▶ ESERCIZI DA SVOLGERE
a - Nell'articolo sulla perquisizione dell'Fbi a Mar-a-Lago, quale rivista ha rivelato il dossier su Emmanuel Macron?
b - Elenca tutte le persone citate per nome nell'articolo sulla perquisizione dell'Fbi, a partire dalla parola "Milano.", senza contare la firma.
c - Porta avanti l'articolo sulla perquisizione dell'Fbi a Mar-a-Lago, riprendendo subito dopo l'ultima frase.

Vittimismo di potere

Per il trumpismo la perquisizione dell'Fbi è il nuovo 6 gennaio: ci vogliono eliminare

Paola Peduzzi

Il dossier di Donald Trump su Emmanuel Macron e i tre modi per trasformare un sequestro di documenti in una forza

Milano. Quando Donald Jr ha pubblicato una foto di suo padre, l’ex presidente americano Donald Trump, con una pecetta verticale  sotto la cintura  e la didascalia: “Redact this!!!”, è stato chiaro che il sequestro dei documenti top secret dell’Fbi negli scatoloni ritrovati a Mar-a-Lago stava diventando per i trumpiani un nuovo 6 gennaio. Cioè una fissazione dei nemici politici, un accanimento contro Trump, vittima del rifiuto dell’establishment, che tenta di eliminarlo in ogni modo, senza riuscirci. Provate a editare questo, dice  il figlio devoto indicando il pisello di suo padre e alludendo ai documenti pubblicati con le necessarie censure, e il mondo trumpiano si rimette in piedi  di nuovo. 

 

I sondaggi mostrano che dopo la perquisizione dell’Fbi nella tenuta in Florida, la popolarità di Trump è cresciuta. In realtà non è che sia mai collassata, ma esattamente come l’assalto al Campidoglio del 6 gennaio del 2021 pareva il colpo fatale al trumpismo e invece è diventato il mito fondativo del post trumpismo, così i documenti classificati che l’ex presidente si portava dietro mischiati a cianfrusaglie (e al dossier sul presidente francese Emmanuel Macron e la sua vita sessuale “fucking wired”, come rivelato da Rolling Stone) sono ora un altro potente strumento di legittimazione di Trump. Non soltanto per gli irriducibili del movimento Maga (Make America Great Again), che non hanno bisogno di prove ulteriori sulla forza del loro leader, ma anche per molti esponenti repubblicani, che anche solo per tornaconto personale cercano ogni minuto di capire se è il momento di mollare Trump oppure no. La soglia si sposta sempre più in là e poi il tempo finisce, perché le selezioni per le elezioni di metà mandato si stanno concludendo e il trumpismo non è uscito così ammaccato come qualcuno pensava o si augurava: non si conosce l’esito del voto né si sa quanto la ripresa dei democratici (e in particolare la mobilitazione del loro elettorato) si consoliderà, ma per ogni repubblicano che sarà eletto al Congresso c’è una buona possibilità che questo sia un trumpiano. O un post trumpiano, che pareva un prototipo un poco diverso rispetto all’originale e che invece ora gli assomiglia sempre più. Se a questo si aggiunge il fatto che già ora i parlamenti locali e talvolta i governatori repubblicani sono più estremisti dei loro elettori – a tal proposito c’è un reportage definitivo sul New Yorker che riguarda l’Ohio – si capisce che la classe politica conservatrice che si imporrà in questo 2022 elettorale avrà un marchio trumpiano indelebile. Questo significa che il funzionamento delle istituzioni americane dopo questo voto si incepperà ulteriormente: è difficile stabilire regole di convivenza e di dialogo con chi pensa, tanto per dirne una, che l’attuale presidente Joe Biden sia un impostore.

▶ RIGHE REGISTRATE
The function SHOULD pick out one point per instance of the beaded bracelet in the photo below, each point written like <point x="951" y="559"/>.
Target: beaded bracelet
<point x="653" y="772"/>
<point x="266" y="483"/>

▶ RISPOSTE DATE
a - Rolling Stone.

b - Donald Jr, Donald Trump, Emmanuel Macron, Joe Biden.

c -
 

La vicenda dei documenti di Mar-a-Lago è diventata ancora più legittimante rispetto all’assalto del 6 gennaio per altre due ragioni. La prima riguarda un grande classico del trumpismo: l’Fbi e i server di Hillary Clinton. Il Wall Street Journal – quotidiano di proprietà di Rupert Murdoch che, si dice, sta prendendo le distanze da Trump per avvicinarsi a sue emanazioni meno compromesse, come il governatore della Florida, Ron DeSantis – ha pubblicato un editoriale in cui detta la linea: nel 2016 l’Fbi, dopo aver scoperto e denunciato le violazioni dell’allora candidata alle presidenziali Clinton che aveva tenuto l’accesso ai server di posta governativi pur non facendo più parte dell’Amministrazione, aveva deciso di non proseguire l’indagine contro di lei. “Sebbene ci siano prove di potenziali violazioni degli statuti relativi alla gestione delle informazioni classificate, il nostro giudizio è che nessun procuratore ragionevole intenterebbe un caso del genere”, aveva detto l’allora direttore dell’Fbi Jim Comey. Il giornale murdochiano scrisse che Comey si era limitato a una ramanzina e che aveva violato il suo mandato perché avrebbe dovuto consegnare i documenti al dipartimento di Giustizia che aveva il compito di portare avanti l’indagine. Oggi il Wall Street Journal scrive:  “Se la Clinton non è stata perseguita, si applica uno standard diverso a Trump?”. Fu un’Amministrazione democratica a stabilire  il Clinton Standard, ora non vale più? Il quotidiano introduce qualche riserva, dice che ancora non si conosce l’entità della violazione di Trump né quel che ha detto all’Fbi né quel che c’è nelle parti censurate dell’affidavit che spiega l’operazione dell’Fbi, ma stabilisce un principio: l’attuale Guardasigilli  Merrick Garland deve dimostrare che il caso Trump è ben più grande di quello Clinton, altrimenti si configura l’applicazione di un doppio standard. 

 

Questo porta alla seconda ragione che rende l’affaire dei documenti una legittimazione ulteriore del trumpismo: ce l’hanno con noi, farebbero di tutto per distruggerci, anche violare le regole che si erano fatti quando a essere colpiti erano loro. Il vittimismo è un carburante potente del trumpismo (e non soltanto), il modo per non badare a quel che si fa ma a quel che dicono di noi, e rimettersi dritti in piedi.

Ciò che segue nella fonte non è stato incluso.